■ **EXERCISE PROMPT**:
How many lines in the records below contain the string "building", counting only matches in the same case? Reply with the number alone.

Excerpt from a dataset

** START **

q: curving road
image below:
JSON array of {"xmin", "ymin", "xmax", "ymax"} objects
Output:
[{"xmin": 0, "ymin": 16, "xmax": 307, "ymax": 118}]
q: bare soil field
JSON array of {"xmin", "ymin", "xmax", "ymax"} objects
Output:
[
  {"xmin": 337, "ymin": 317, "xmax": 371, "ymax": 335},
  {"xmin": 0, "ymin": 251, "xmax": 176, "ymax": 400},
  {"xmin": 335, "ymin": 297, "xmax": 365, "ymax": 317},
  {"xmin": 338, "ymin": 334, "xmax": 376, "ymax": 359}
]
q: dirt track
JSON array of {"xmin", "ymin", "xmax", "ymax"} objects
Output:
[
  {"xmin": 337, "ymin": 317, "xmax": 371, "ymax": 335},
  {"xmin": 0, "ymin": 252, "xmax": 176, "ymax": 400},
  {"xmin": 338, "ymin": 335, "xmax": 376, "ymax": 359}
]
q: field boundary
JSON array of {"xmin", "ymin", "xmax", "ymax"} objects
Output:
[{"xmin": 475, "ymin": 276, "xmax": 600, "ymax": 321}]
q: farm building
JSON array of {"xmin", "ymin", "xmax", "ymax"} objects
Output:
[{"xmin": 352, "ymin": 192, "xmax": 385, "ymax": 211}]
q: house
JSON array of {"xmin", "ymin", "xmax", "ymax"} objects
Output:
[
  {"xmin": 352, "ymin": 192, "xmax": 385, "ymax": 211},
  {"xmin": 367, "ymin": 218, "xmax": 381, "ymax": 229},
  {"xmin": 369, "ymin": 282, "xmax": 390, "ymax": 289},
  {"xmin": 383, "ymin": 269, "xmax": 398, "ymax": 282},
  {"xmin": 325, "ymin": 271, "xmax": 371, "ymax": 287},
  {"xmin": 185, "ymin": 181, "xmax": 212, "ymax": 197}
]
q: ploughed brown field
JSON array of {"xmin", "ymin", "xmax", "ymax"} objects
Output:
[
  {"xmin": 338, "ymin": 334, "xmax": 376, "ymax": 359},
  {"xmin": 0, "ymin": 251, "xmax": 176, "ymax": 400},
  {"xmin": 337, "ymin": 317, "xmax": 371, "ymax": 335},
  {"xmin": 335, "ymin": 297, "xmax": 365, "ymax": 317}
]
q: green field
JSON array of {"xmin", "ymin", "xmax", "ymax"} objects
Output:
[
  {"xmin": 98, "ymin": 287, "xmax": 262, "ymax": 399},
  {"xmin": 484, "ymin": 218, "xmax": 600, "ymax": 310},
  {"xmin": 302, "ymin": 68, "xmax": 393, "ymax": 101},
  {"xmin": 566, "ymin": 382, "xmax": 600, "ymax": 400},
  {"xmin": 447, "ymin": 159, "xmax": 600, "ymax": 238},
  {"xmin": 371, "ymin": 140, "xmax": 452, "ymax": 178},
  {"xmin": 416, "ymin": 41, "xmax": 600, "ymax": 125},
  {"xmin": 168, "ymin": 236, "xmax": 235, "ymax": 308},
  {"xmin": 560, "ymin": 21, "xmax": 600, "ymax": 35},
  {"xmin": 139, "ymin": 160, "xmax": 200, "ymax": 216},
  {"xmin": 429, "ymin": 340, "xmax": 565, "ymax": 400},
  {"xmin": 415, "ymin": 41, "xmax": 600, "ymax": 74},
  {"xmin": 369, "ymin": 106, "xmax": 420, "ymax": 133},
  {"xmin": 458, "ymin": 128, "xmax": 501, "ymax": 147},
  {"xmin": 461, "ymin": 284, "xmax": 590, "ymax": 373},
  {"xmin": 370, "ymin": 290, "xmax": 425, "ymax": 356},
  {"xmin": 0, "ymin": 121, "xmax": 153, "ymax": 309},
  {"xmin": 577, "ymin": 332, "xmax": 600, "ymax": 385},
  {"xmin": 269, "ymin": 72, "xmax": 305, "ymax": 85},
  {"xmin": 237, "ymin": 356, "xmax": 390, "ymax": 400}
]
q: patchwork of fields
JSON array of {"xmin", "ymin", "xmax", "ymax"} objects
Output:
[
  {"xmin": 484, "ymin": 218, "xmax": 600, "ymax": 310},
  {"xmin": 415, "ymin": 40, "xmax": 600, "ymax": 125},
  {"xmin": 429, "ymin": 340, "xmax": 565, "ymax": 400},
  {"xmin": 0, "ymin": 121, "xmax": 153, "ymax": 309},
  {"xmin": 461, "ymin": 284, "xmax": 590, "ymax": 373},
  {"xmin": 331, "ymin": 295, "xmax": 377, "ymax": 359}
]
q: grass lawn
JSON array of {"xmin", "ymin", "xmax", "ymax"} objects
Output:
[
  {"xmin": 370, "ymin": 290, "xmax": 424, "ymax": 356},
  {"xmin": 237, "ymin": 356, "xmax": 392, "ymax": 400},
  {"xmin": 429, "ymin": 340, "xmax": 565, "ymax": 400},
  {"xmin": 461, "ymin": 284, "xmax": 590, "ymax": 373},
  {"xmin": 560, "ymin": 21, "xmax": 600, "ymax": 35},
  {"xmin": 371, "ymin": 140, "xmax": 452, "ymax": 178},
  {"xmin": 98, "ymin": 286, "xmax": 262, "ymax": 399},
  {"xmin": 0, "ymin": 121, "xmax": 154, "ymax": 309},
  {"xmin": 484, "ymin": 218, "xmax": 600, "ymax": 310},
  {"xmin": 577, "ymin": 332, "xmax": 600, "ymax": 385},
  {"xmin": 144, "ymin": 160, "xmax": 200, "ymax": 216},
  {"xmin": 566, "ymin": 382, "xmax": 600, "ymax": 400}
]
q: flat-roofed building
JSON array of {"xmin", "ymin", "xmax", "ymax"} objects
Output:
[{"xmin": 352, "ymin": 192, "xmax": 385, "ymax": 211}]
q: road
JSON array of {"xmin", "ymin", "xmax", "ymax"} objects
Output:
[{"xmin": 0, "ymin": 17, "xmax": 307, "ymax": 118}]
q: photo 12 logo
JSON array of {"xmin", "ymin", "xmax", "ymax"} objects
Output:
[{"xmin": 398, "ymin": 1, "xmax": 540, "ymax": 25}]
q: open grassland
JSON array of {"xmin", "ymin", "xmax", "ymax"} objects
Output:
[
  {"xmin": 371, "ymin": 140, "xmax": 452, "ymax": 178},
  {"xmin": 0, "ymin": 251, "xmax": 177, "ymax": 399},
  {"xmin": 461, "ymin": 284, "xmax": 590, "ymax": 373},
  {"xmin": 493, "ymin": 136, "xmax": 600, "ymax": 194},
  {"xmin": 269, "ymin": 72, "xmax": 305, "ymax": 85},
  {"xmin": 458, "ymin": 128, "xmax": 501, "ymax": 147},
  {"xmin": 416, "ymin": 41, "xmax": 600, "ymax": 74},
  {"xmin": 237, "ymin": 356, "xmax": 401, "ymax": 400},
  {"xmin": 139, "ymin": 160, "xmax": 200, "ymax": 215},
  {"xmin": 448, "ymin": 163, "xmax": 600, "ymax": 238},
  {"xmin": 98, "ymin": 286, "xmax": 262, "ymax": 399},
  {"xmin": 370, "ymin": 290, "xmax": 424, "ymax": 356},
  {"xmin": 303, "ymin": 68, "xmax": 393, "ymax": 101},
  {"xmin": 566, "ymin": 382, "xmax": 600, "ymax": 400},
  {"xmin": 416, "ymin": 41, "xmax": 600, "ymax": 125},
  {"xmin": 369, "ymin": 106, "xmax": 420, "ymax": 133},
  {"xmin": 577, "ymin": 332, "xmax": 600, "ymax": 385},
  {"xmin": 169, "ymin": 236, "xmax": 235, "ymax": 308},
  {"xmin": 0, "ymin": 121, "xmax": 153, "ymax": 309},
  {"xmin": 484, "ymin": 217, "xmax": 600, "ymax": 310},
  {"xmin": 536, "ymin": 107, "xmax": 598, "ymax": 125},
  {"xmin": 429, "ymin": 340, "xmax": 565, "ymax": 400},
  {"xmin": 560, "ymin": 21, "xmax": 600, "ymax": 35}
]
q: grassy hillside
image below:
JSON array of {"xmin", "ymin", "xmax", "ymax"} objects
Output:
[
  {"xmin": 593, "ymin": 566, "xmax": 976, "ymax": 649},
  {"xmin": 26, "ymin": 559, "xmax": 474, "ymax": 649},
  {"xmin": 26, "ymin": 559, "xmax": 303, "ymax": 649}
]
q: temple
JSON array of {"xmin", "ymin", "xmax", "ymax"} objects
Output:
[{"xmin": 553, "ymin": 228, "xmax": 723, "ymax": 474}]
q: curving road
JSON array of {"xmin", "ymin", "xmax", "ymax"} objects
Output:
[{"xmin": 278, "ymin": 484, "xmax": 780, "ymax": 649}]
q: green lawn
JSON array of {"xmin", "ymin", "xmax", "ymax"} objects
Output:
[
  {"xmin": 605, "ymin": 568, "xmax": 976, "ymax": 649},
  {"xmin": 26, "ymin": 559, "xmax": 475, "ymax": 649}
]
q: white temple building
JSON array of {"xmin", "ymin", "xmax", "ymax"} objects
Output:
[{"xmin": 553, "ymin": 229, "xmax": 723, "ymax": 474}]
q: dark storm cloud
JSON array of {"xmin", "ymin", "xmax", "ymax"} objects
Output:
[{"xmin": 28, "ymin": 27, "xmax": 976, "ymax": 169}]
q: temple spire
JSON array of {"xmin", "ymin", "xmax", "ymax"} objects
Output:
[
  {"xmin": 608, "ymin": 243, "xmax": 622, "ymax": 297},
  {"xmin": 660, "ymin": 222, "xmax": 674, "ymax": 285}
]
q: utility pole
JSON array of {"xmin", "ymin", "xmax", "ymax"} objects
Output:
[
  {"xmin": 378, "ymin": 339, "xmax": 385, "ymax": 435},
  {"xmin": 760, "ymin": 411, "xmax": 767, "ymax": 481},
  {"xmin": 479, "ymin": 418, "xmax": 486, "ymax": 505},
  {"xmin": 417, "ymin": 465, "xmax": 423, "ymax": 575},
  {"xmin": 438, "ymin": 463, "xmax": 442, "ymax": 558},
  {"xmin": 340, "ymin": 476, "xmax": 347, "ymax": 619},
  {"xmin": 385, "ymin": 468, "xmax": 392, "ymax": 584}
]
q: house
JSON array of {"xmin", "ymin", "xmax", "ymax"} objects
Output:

** END **

■ **TASK ANSWER**:
3